# [TASK REQUIREMENTS]
[1] In two sentences, what does the passage about plant extinction say?
[2] Which things does the passage about plant extinction say plants provide? List all of them.
[3] Could you resume the passage about plant extinction, picking up right after its last sentence?

(EXERCISE PASSAGE Opens)

Noah’s green ark
Nothing could survive without plants. They are the foundation for most of Earth’s ecosystems, help regulate the climate, and provide building materials, medicines, fuel, clean water and food, all essential for human health. But we’re losing plants fast: according to the recently published IUCN Sampled Red List Index for Plants – a study conducted by the Natural History Museum (London), the International Union for Conservation of Nature (IUCN), and the Royal Botanic Gardens, Kew (London) – one in five of the world’s 380,000 known plant species is threatened with extinction due to climate change and habitat loss.

(EXERCISE PASSAGE Closes)
(THE DATA Opens)

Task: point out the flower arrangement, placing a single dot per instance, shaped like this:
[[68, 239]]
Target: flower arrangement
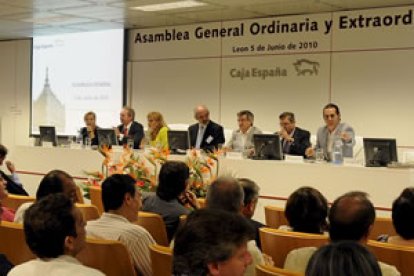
[[142, 167], [203, 170]]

(THE DATA Closes)

# [OUTPUTS BY TASK]
[1] Plants underpin most of Earth's ecosystems, help regulate the climate, and supply building materials, medicines, fuel, clean water and food, all essential for human health. Yet we are losing them fast: according to the IUCN Sampled Red List Index for Plants, one in five of the world's 380,000 known plant species is threatened with extinction due to climate change and habitat loss.

[2]
- Building materials
- Medicines
- Fuel
- Clean water
- Food

[3]
In response, Kew’s Millennium Seed Bank project (MSB) is racing to save as much plant biodiversity as possible, giving priority to the world’s most useful and most threatened plant species. Part of the botanical research institute’s mission to learn about and conserve plant biodiversity, the MSB was launched in 2000 to collect and catalogue seeds from around the world. Working with partners in 50 countries, MSB helps identify which seeds are in most urgent need, offers conservation training and equipment, and helps develop long-term conservation programmes. The seeds are analysed for their DNA, tested for viability and, where possible, made available for non-commercial scientific research.
Search and rescue
Loss of biodiversity is particularly worrying when it comes to food security. The MSB recently joined the UN Food and Agriculture Organization’s Global Crop Diversity Trust (GCDT) on a rescue mission to save the genetic resources stored in the wild relatives of the crops we rely on. More than 30,000 plant species are edible, but we cultivate fewer than 150 for food, and only 12 species provide 80 per cent of world food. This dependence on just a few plants could spell disaster as temperatures rise, growing seasons change, the world population grows and productive arable land shrinks.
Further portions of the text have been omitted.